**EXERCISE TEXT**
□ □ □
Crazy Things We Used to Believe About Psychology

Crazy Things We Used to Believe About Psychology

Written by Trevor Eaton, Posted on , in Section Parenting On Purpose

The phrase “the more you learn, the more you realize how little you know,” really applies to most things that we learn as society advances. The awful use of leeches to help cure diseases has given way to more advanced medical treatment. Galeleo once said, “All truths are easy to understand once they are discovered; the point is to discover them.” As we gain more knowledge and understanding it is easy to see the misguided approach that may have been so widely accepted.  There are several examples of things that were once thought of to be proper diagnosis and way of treatment yet, now is laughed at.

A pregnant woman’s thoughts are passed on to the baby.

A pregnant woman passes along the nutrition she gets from the food she eats to the baby as well as other unintended substances such as smoking, drugs, and alcohol. Expectant mothers are encouraged to stay away from these substances, to prevent birth defects and become a fetal addict. However, psychologists also claimed that just like the nutrition that passed onto the baby, the mother’s thoughts did as well. It was this explication was the answer to why certain children developed infant diseases, depression in youth, and struggled with their studies. This theory was also used to explain that the mother of the Elephant Man must have had thoughts of elephants during the pregnancy that passed onto the infant.
□ □ □
**DATASET**
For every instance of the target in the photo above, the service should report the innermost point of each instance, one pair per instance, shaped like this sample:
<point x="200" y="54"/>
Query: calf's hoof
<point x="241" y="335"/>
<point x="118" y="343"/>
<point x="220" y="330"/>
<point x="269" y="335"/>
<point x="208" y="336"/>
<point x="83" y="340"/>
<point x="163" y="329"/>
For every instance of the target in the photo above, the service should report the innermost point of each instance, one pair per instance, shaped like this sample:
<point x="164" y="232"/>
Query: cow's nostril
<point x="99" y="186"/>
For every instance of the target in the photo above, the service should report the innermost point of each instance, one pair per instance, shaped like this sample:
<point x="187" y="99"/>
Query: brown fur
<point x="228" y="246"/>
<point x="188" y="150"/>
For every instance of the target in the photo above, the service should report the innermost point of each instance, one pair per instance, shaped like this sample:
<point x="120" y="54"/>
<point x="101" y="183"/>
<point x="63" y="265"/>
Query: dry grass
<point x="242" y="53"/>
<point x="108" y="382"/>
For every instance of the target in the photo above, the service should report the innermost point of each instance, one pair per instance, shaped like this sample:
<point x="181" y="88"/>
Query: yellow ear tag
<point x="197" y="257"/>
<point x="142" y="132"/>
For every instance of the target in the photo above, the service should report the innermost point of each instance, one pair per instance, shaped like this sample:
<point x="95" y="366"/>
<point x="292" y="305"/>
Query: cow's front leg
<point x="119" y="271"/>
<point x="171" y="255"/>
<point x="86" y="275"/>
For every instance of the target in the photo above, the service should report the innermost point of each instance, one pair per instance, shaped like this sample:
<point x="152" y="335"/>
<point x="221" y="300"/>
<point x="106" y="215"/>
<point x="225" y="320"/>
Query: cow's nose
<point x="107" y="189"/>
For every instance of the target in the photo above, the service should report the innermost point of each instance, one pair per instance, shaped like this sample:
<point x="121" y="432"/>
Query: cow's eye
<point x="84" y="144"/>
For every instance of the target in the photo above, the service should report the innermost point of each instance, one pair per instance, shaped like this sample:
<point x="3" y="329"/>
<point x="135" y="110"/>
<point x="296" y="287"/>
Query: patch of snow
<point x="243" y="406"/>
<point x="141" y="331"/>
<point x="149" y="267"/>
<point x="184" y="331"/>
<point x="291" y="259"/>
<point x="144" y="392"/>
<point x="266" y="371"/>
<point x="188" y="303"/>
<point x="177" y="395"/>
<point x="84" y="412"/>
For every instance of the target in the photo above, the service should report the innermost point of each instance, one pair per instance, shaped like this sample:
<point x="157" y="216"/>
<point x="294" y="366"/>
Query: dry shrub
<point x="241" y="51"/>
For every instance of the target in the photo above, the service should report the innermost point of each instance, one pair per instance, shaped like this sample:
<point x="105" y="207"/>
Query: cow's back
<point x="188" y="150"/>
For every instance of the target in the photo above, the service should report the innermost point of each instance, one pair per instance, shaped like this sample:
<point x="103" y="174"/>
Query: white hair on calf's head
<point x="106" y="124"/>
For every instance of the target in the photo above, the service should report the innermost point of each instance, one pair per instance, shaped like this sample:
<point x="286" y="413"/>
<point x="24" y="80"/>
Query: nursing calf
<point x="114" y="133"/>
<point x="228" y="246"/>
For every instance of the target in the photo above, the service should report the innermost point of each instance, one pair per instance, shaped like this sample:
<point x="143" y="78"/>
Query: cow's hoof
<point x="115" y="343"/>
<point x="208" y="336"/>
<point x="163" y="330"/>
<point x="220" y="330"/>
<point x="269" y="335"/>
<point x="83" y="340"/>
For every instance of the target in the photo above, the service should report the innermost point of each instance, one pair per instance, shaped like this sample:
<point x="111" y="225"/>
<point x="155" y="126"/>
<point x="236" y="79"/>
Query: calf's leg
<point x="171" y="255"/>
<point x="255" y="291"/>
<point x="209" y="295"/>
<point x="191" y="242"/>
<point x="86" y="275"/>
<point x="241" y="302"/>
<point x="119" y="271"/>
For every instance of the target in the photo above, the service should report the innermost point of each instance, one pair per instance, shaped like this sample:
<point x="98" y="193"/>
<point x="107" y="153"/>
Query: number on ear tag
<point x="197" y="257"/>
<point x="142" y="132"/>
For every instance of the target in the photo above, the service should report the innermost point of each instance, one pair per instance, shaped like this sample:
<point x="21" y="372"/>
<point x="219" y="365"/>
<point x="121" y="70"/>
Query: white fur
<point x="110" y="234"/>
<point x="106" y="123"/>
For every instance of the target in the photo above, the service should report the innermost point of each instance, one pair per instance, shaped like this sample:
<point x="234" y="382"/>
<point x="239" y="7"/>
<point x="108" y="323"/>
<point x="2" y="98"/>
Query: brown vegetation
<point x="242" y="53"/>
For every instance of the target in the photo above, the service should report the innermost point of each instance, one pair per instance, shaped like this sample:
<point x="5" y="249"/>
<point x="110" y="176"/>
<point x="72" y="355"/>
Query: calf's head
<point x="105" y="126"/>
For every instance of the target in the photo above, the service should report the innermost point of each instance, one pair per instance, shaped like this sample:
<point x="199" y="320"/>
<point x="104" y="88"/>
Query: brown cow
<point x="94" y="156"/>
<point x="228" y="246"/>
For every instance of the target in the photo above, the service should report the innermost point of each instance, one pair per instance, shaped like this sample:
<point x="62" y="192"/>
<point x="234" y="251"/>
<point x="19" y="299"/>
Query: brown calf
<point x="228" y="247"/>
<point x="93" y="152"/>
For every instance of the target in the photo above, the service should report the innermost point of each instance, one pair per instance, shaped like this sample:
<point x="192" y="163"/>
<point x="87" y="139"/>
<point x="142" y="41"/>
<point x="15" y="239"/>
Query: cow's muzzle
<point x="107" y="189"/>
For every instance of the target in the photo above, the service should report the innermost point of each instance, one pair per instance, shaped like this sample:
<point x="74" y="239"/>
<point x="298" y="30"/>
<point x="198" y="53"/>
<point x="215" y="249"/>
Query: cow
□ □ □
**INSTRUCTIONS**
- A) Shorten the paragraph of the psychology article that begins "A pregnant woman passes along" into a brief bulleted list that keeps its main facts.
- B) Reproduce word for word the part of the psychology article between "Written by Trevor" and "to the baby.", inclusive.
The items have nothing to do with the psychology article.

**TASK RESPONSES**
- A)
- A pregnant woman passes the nutrition from her food to the baby, along with unintended substances such as smoking, drugs, and alcohol.
- Expectant mothers are encouraged to avoid these substances to prevent birth defects and the baby becoming a fetal addict.
- Psychologists also claimed that, like nutrition, the mother's thoughts passed to the baby.
- This idea was offered as the reason some children developed infant diseases, had depression in youth, and struggled with their studies.
- It was also used to say that the Elephant Man's mother must have had thoughts of elephants during her pregnancy.

- B)
Written by Trevor Eaton, Posted on , in Section Parenting On Purpose

The phrase “the more you learn, the more you realize how little you know,” really applies to most things that we learn as society advances. The awful use of leeches to help cure diseases has given way to more advanced medical treatment. Galeleo once said, “All truths are easy to understand once they are discovered; the point is to discover them.” As we gain more knowledge and understanding it is easy to see the misguided approach that may have been so widely accepted.  There are several examples of things that were once thought of to be proper diagnosis and way of treatment yet, now is laughed at.

A pregnant woman’s thoughts are passed on to the baby.